__TASK TO COMPLETE__
Scale the records in the stretch from the line containing "locate climbing wall." through the line containing "[89,129,266,279]" and give every line again, requests unchanged, with each bounding-box coordinate multiplied by 0.7 and rounded to a whole number, halves rounding up. Leave the pictures out of your answer.

__ROWS__
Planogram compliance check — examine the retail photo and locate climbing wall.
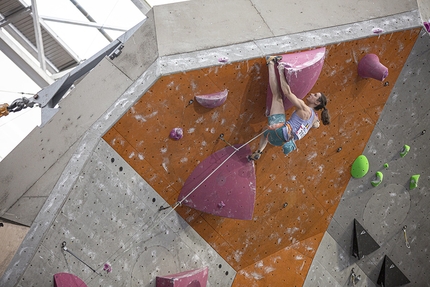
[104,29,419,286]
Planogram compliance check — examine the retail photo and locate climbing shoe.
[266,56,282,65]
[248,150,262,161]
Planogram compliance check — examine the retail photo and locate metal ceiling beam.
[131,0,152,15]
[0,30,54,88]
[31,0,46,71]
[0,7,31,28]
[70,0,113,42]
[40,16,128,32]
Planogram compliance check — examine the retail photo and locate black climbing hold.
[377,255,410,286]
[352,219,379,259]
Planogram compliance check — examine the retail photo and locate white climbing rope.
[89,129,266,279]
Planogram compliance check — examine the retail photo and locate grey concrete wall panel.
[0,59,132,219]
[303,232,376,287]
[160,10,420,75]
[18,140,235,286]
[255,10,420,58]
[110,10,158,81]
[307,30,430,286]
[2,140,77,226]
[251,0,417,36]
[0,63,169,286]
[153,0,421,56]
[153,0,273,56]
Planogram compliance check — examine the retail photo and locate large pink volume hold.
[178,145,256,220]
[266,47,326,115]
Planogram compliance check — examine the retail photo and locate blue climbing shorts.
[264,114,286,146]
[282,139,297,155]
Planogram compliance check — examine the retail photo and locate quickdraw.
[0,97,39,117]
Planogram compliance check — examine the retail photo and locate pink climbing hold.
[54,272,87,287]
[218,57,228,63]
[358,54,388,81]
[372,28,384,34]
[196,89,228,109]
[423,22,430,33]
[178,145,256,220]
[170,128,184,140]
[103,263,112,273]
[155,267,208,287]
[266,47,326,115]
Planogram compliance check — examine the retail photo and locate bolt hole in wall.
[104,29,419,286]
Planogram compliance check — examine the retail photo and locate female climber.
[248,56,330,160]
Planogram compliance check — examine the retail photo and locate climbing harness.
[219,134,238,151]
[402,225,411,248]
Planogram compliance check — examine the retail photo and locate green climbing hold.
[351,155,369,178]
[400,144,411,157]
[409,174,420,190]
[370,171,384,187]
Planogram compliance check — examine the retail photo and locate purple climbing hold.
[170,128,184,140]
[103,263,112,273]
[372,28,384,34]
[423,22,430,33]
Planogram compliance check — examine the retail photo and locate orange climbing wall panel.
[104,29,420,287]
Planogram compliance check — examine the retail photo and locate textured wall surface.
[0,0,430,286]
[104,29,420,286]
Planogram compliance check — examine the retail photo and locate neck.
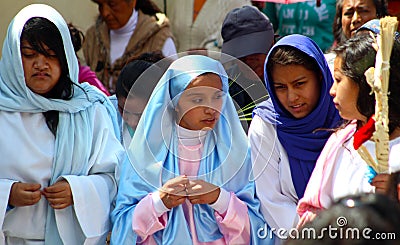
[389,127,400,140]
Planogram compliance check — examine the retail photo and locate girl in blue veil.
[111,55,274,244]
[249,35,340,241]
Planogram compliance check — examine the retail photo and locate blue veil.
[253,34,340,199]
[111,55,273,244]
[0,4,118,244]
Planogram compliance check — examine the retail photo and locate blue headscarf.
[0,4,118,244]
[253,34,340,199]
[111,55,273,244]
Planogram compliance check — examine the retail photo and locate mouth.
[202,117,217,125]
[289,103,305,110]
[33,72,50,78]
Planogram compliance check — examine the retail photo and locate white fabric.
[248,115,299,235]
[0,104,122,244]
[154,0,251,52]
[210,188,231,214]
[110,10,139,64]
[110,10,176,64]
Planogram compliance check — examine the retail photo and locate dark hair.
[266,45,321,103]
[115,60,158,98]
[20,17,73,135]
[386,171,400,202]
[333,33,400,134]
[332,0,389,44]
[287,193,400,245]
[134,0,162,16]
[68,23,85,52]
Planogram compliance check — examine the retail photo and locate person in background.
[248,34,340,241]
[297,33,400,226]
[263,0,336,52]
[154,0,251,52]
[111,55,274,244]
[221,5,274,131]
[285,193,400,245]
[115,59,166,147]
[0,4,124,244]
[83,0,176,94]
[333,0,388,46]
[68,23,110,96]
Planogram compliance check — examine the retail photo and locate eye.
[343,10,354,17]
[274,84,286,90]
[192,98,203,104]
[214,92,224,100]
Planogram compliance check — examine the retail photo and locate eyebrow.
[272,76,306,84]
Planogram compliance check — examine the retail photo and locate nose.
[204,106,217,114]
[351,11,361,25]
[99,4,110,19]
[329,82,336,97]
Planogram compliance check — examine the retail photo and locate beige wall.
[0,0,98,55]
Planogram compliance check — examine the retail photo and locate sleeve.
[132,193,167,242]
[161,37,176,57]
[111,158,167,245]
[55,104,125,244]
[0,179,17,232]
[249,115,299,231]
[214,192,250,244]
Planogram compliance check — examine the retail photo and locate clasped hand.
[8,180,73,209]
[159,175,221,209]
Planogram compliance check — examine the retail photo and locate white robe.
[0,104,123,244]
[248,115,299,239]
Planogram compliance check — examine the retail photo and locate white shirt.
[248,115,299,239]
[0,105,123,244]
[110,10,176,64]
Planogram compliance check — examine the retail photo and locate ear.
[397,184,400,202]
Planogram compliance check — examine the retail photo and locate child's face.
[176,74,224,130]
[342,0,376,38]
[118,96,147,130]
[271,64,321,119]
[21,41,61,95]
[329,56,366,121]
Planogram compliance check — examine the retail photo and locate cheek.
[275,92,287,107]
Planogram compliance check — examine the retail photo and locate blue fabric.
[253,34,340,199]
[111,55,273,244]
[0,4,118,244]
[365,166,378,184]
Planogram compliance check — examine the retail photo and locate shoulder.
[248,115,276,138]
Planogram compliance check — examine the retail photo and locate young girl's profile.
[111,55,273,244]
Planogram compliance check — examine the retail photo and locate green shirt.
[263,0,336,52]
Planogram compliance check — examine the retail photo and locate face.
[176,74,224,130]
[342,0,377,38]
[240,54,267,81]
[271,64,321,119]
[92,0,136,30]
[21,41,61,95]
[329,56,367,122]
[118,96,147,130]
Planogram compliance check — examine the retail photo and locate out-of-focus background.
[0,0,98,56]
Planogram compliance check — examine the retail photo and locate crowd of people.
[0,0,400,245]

---

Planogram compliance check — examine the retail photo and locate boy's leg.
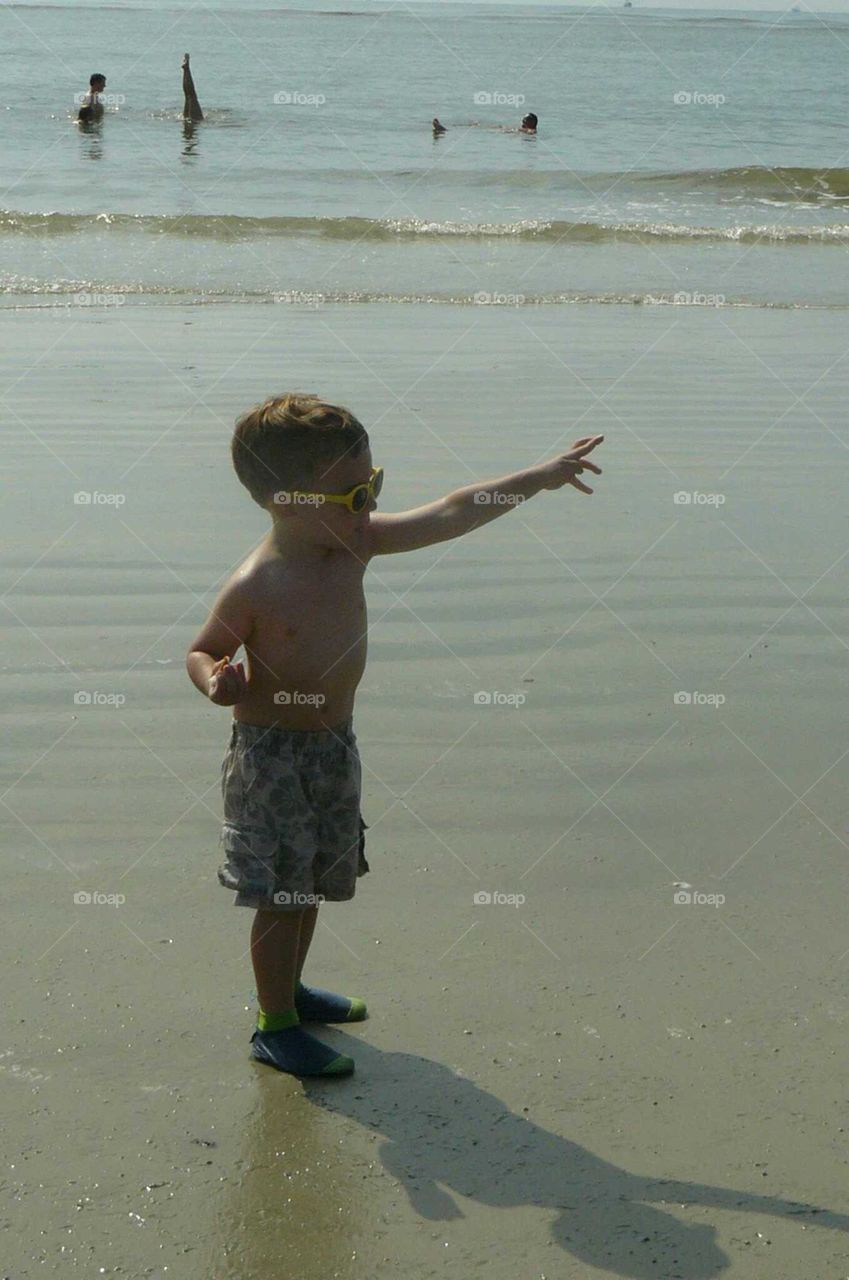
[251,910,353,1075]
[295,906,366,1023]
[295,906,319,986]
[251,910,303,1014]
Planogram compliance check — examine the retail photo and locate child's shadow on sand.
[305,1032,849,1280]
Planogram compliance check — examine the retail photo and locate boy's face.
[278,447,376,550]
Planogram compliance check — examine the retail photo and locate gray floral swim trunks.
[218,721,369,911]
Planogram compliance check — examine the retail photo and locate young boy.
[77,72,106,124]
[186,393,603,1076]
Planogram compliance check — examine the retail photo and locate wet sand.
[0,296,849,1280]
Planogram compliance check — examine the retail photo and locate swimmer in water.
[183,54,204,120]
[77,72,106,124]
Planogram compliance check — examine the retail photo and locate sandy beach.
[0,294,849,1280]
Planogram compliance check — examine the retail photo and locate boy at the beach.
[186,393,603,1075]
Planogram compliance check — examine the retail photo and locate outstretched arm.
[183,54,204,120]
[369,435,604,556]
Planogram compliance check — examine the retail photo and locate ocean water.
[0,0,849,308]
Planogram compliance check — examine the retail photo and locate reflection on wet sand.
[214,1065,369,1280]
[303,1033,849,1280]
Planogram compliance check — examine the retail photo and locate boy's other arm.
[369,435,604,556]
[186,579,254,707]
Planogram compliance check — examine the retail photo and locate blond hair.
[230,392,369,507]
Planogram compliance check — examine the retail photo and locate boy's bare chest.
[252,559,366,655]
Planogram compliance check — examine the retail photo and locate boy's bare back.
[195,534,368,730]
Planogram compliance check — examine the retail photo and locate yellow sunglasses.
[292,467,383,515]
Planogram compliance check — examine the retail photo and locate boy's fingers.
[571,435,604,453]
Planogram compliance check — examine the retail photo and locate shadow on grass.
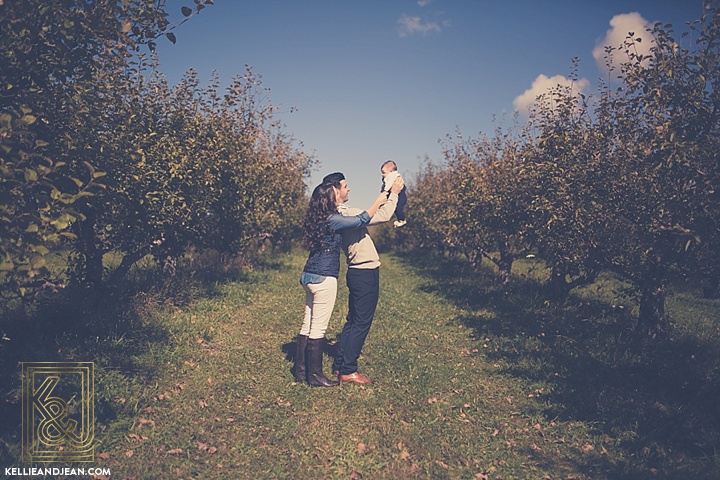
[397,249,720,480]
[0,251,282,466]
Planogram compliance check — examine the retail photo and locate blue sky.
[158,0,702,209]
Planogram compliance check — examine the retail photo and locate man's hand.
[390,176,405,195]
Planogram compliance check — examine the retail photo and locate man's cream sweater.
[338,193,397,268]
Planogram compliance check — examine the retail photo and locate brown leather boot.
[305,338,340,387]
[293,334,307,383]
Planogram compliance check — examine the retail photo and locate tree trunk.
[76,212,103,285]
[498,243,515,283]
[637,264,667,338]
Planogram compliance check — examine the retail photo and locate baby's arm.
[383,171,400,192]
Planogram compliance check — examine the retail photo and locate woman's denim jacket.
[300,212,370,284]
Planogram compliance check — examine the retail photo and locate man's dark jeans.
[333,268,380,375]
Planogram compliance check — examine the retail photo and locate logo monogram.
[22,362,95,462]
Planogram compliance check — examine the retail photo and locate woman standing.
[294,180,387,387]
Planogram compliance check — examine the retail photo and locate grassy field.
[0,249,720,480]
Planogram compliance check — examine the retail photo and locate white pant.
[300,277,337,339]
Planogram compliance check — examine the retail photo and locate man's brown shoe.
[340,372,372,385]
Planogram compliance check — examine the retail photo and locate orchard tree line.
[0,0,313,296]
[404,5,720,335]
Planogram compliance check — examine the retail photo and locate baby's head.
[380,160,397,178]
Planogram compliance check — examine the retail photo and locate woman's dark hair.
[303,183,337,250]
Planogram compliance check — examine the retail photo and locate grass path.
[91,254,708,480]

__CORRECT ANSWER__
Planogram compliance check — examine the retail photo and locate climbing wall.
[73,20,293,200]
Planogram compliance check — examine the retail photo and locate climbing shoe.
[186,39,197,46]
[174,105,183,113]
Planogram compliance check — examine the retail photo and locate metal ceiling beam.
[92,0,106,11]
[0,21,38,62]
[22,0,32,50]
[0,5,22,20]
[49,0,79,29]
[28,11,90,22]
Planogram compliance check — examine the retail photo and locate black climbing hold.
[264,179,287,200]
[246,153,265,181]
Planogram compliance check — examine the retail photo and locate white climbing rope.
[62,90,186,195]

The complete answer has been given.